▸ **Okunacak metin**:
────────

Benim Adım
İnsanın isminin; bir cumartesi pazarından dönerken,
poşetlerin parmaklara yük olduğu gibi yük olabildiğini fark etmiştim. Bazı
şeylerin anlamlarını hızla yitirdiğini ya da o anlamların hızla değiştiğini de
yine aynı dönemde. Kim olduğumla olan derdimin chapterlarından birinde de
şaşırılmayacaktır ki ismimi fark ettim. Bence ismim kuş diliyle yazılmış
mesela.
Ege ismi, sadece bir coğrafya değil, aynı zamanda derin bir
denizin kendisi, ruhumuzu saran bir çağrıdır. Ege, dalgaların kıyıya vuruşunda,
güneşin su yüzeyinde parıldayan ışıklarında, rüzgarın fısıldadığı sırlarla dalgalanan
bir hikayedir. İçinde barındırdığı anlam, insanın kalbine dokunan bir melodi
gibi çalarken, her harfi bir hikaye anlatır. Yalnız üç harfli olsa da. Ege,
sıcak yaz akşamlarında, masmavi gökyüzünün altında kaybolmuş bir hayalin
adıdır. Sevdiğini beklerken ki sabrın adı. Bu isim, denizin enginliğinde
kaybolmayı, hayatın derinliklerinde keşfe çıkmayı temsil eder. Ege*, oğlunu
beklerken dalgaları seyrettiğinden beridir sanırım; bu ismi taşıyanlar hep
ufukta bir şeyleri bekliyorlar. Bir Ege ismi taşıyanın hayatı, dalgaların
ritmiyle şekillenir. Zaman zaman hırçın, zaman zaman sakin; ama her zaman derin.
Ege, anıların sularda yankılanan sesidir. Ege, aynı zamanda dostluğun, aşkın ve
umutların yeşerdiği bir toprak parçasını da anlatıyor. Sevgililerin, dostların
birlikte geçirdiği o unutulmaz yaz akşamları, birer anı olarak kalplerde yer ettikçe,
her bir anı, Ege’nin büyüsüyle daha da özel hale geliyor.
Bana birçok şekilde seslenildi ya da yalnız ben bile kendime
bir çok sıfat atadım.
Ama işin özünde;
Ben aslında sadece bir konuşmacıydım:
E: ''Sahiden böyle mi düşünüyorum?''
e: ‘’Ben buyum!’’ arasında gidip geldim.
Keşke hep küçük ‘e’ olabilsem o konuşmalarımda.

────────

▸ **Görev 1**: İsim üzerine yazıda, Ege adını taşıyan birinin hayatını nitelemek için kullanılan sıfatları eksiksiz sıralayın.
▸ **Görev 2**: İsim üzerine yazıyı kaldığı yerden sürdürün.

▸ **Ham veri**:
────────

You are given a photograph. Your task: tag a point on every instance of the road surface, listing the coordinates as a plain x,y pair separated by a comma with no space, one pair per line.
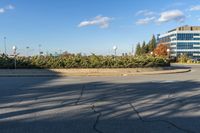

────────

▸ **Çıktı 1**: hırçın, sakin, derin

▸ **Çıktı 2**:
Gördüm ki:
Karşılıklı bir konuşma metninde, bizzat söze gireceksem; iki
noktanın ardına, hangi harfi koyacağımı hep şaşırdım ömrümde.
Aşığın A’sı
A: ‘’Benim için bir önemi yok.’’ mu diyecekti?
Bencilin B’si ya da daha törpülenmiş bir versiyonuyla b’si mi dökecekti içindekileri.
Büyük A oldum.
Utanmadım, yumuşak g bile oldum.
Hatta.
Kendim için çok uzun bir süre yalnız
-ğ:
idim.
Hayattan bahsederken ''Yeni bir sayfa açmak.'' diye çok
geçiririz.
O halde hayatı dijital algılamaktansa; kağıda yazılmış
bir yazı olarak görmek daha doğrudur.
Bu doğrultuda kim olduğumuzda yaptığımız değişiklikler de yine kağıt üstünde oluyor.
Hal böyle olunca;
Ben iki noktanın ardındaki harfi silip yeniden yaza yaza
Okunamaz kıldım aslında.
Üst üste onlarca versiyonum.
Silinmiş, karalanmış ve yeniden yazılmış.
Şimdilerde okuyamasam dahi biliyorum ben Ege'yim.
E: ''Hep, ege olmayı düşlüyorum.''
e: ''Düşlediğin her şey gerçek olabilir!''
İsmi kendine yük olmuş herhangi biri,
Kendi, kendine yük olmuş,
Kendi, kendinden sıkılmış herhangi biri.
Kuş dilinin yazımında tek harfin yettiği.
Günümüz Türkçesinde 3 harfli, iki heceli, palindromik.
Duyulduğunda sıfırın üstünde sayılabilecek önyargılar uyandıran,
İnsanı bizzat kendine dava açtırmayacak bu isim;
Bana çok yük oldu.
Ama onu taşıyorum.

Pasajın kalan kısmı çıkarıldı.